There are several layers to the technical progress we had to make in order to produce lifelike and consistent images:

  • Reference fidelity. The model needed to understand and preserve critical facial geometry, skin tone subtleties, hairline, and other identifiers from a source image. This required training and inference strategies that prioritize identity-preserving transformations.
  • Contextual rendering. Putting a person "in space" is not just pasting a head onto a new background. Lighting, perspective, and facial shading must match the context. We improved the model's ability to reason about scene lighting and apply consistent lighting changes to the subject.
  • Small feature precision. Tiny features like teeth alignment, the creases around the eyes, and expression-specific micro-geometry needed to be stable across edits. We invested in loss functions and datasets that penalized identity drift.
  • Prompting and templates. The Gemini app abstracts complex parameterization into user-friendly templates. That means we provide design affordances that help everyday users create consistent images without mastering technical prompts.

These improvements made it possible for people to look at a generated image and immediately identify themselves, family members, or pets rather than feeling they are looking at an AI approximation. That perceptual leap explains much of NanoBanana's early momentum.

🧠 The "Greenfield" team and model whisperers who unlocked creative use cases

Within the team we have a small group of expert prompters and researchers I often refer to as the Greenfield team or "model whisperers." When a new model arrives, we turn it over to them and give them permission to experiment wildly. Their job is to push the model to its limits, discover new use cases, and find the prompts and combinations that produce surprising outputs.

Some of the outputs they found were whimsical. They combined items and concepts in ways that follow no real-world logic but that make for entertaining and viral content. Examples include:

  • A couch made out of a potato: "couch potato"
  • A toilet made from seashells
  • A face created from fruit loops cereal

These playful compositions showcased the model's ability to understand materials, texture blending, and shape transfer across objects. They also illustrated a broader point: an image model that both preserves identity and flexibly composes novel objects is a rich canvas for creativity.

🏁 LM Arena: anonymous testing and the masked moment

Before we had a mainstream launch, we submitted the model anonymously to LM Arena. For those unfamiliar, LM Arena is a public benchmark where users compare outputs from different models and vote on which image they prefer. It is often used by the research community and technically advanced users to evaluate model performance.

When we uploaded the model as "NanoBanana"—a placeholder name chosen late at night by a PM on our team—the model quickly rose to the top of LM Arena's rankings. That gave us empirical evidence that the model was producing outstanding results. But an even more interesting signal arrived from outside LM Arena: the model started trending on social platforms. People on X began to discuss NanoBanana and share outputs. Our internal metric for traffic, queries per second or QPS, spiked far beyond what we expected. The rise happened rapidly; the tool went viral around the world.

The LM Arena experiment was crucial for two reasons. First, it gave us a neutral, comparative metric that validated our improvements against other models. Second, the anonymity allowed the model to be judged on merit rather than brand association. That viral, anonymous validation created a moment where the technology spoke for itself.

📈 Viral growth and scale: billions of images and global trends

Following the anonymous phase and the official launch, usage exploded. In a short period people created well over 5 billion images with NanoBanana in the Gemini app. The volume came from a range of behaviors: individual users playing and experimenting, creators building trends, and localized viral phenomena in places like Thailand, the Philippines, Indonesia, Mexico, and Brazil.

Recorded information –
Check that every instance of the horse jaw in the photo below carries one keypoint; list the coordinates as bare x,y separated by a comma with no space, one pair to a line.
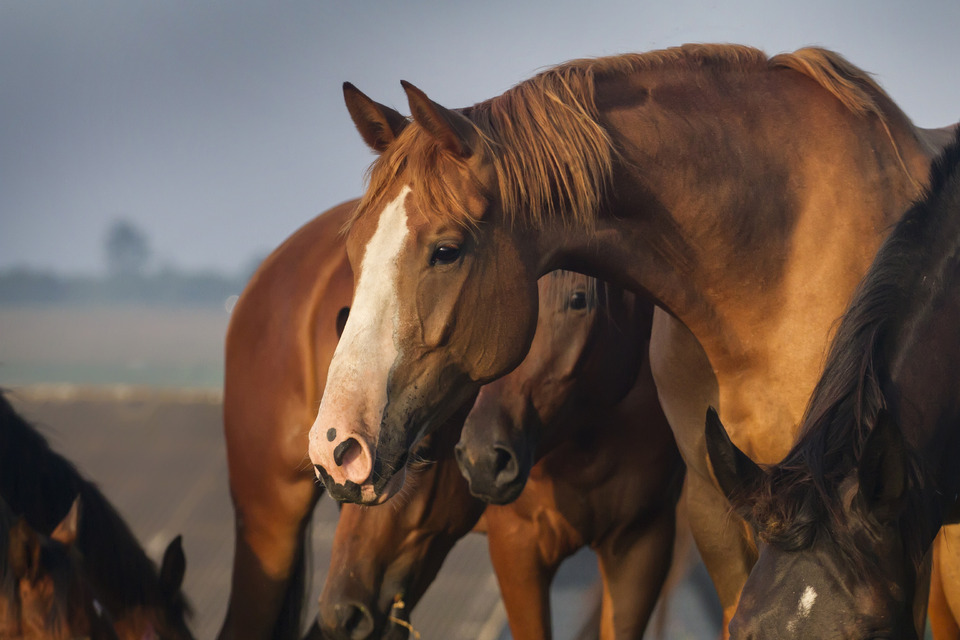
344,436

Task 1 –
In the NanoBanana passage, who chose the placeholder name "NanoBanana"?
Task 2 –
Continue the NanoBanana passage from where it ends.

Answer area 1 –
A PM on the team chose it, late at night.

Answer area 2 –
Traffic metrics like QPS gave us a real-time view of the phenomenon. We saw steady adoption at first, then sudden surges when social influencers and celebrities began to share their NanoBanana outputs. Notably, a figurine trend started in Thailand where users crafted miniature statue-like images of themselves. This trend reached celebrities such as Kim Kardashian and Gordon Ramsay, which amplified it globally.

Beyond scale, what I found most meaningful were the sincere, emotional uses people found for the tool. The ability to restore old photographs, create Polaroid-style keepsakes that included people no longer with us, and compose images to honor family members at celebrations moved us. One family in Mexico used the tool to include a deceased grandmother in a baby shower Polaroid. Another user in Brazil included a deceased father in a graduation image. Those stories underscored how this technology is not just about novelty; it's a medium to remember and honor people and moments.

🎨 The cultural dynamics: how prompts and local creativity shaped trends

Different countries and communities developed their own styles and prompting culture. The "90 word prompt" phenomenon in Thailand is a great example. Users there developed elaborate prompts that included many stylistic modifiers and details, producing a distinctive aesthetic that spread to neighboring countries and eventually to Latin America.

Other trends were simpler and more universally accessible, such as Polaroid looks and restored family photos. The variety of trends demonstrates two important things: first, that people of all backgrounds will appropriate a technology based on what resonates culturally; second, that easy-to-use templates help accelerate adoption across demographics that might not write long prompts.

🍌 The accidental name: how NanoBanana stuck

We did not mean for "NanoBanana" to be the public name. The model's official title is Gemini 2.5 Flash Image. But when you submit a model anonymously to LM Arena, you have to give it a placeholder name. A PM on our team named Naina, working late at 2:30 or 3:30 a.m., came up with NanoBanana as a whimsical placeholder. We had no expectation the model would go viral under that name—but it did.

Once NanoBanana began trending, people continued to use that name even after our official launch. It was catchy and had personality, so we decided to embrace it. Today the Gemini app uses banana emoji and other playful design signals to indicate where that model is available. The accidental name turned into a branding moment that helped the model feel approachable and human.

⚖️ Being bold and responsible: how we framed our approach

When you build a powerful image generation tool, ethical considerations are unavoidable. We framed our approach around two priorities: be bold and be responsible.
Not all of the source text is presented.